start
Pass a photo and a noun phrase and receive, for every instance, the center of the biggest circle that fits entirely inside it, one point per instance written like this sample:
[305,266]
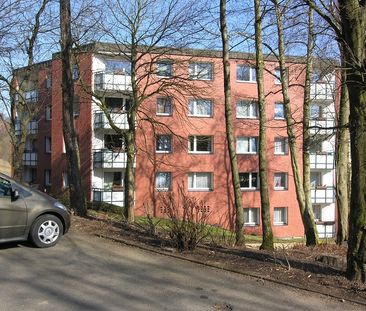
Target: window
[163,143]
[200,181]
[280,216]
[316,112]
[245,73]
[31,96]
[200,71]
[280,181]
[281,145]
[5,187]
[118,67]
[247,145]
[200,144]
[48,145]
[200,107]
[48,81]
[315,179]
[317,210]
[164,106]
[279,111]
[164,69]
[114,143]
[246,109]
[163,180]
[251,216]
[65,180]
[113,181]
[47,177]
[249,181]
[48,113]
[75,72]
end
Task description »
Lay out all the lines above as a Markdown table with the columns "Row" and "Line text", one line per row and blank lines omitted. Leave the pictures out of the table.

Final result »
| Row | Line text |
|---|---|
| 1 | Pass a photo and a noun phrase and receive, for every instance, the center of the biggest circle that fits entirely inside it, one point per instance written like this sample: |
| 2 | [305,266] |
| 3 | Target: window |
| 4 | [163,143] |
| 5 | [200,181] |
| 6 | [280,216] |
| 7 | [316,112] |
| 8 | [245,73] |
| 9 | [31,96] |
| 10 | [200,71] |
| 11 | [280,181] |
| 12 | [281,145] |
| 13 | [5,187] |
| 14 | [118,67] |
| 15 | [247,145] |
| 16 | [200,144] |
| 17 | [48,145] |
| 18 | [200,107] |
| 19 | [48,81] |
| 20 | [315,179] |
| 21 | [317,210] |
| 22 | [164,106] |
| 23 | [279,111] |
| 24 | [164,69] |
| 25 | [114,143] |
| 26 | [246,109] |
| 27 | [163,180] |
| 28 | [251,216] |
| 29 | [65,180] |
| 30 | [113,181] |
| 31 | [47,177] |
| 32 | [249,181] |
| 33 | [48,113] |
| 34 | [75,72] |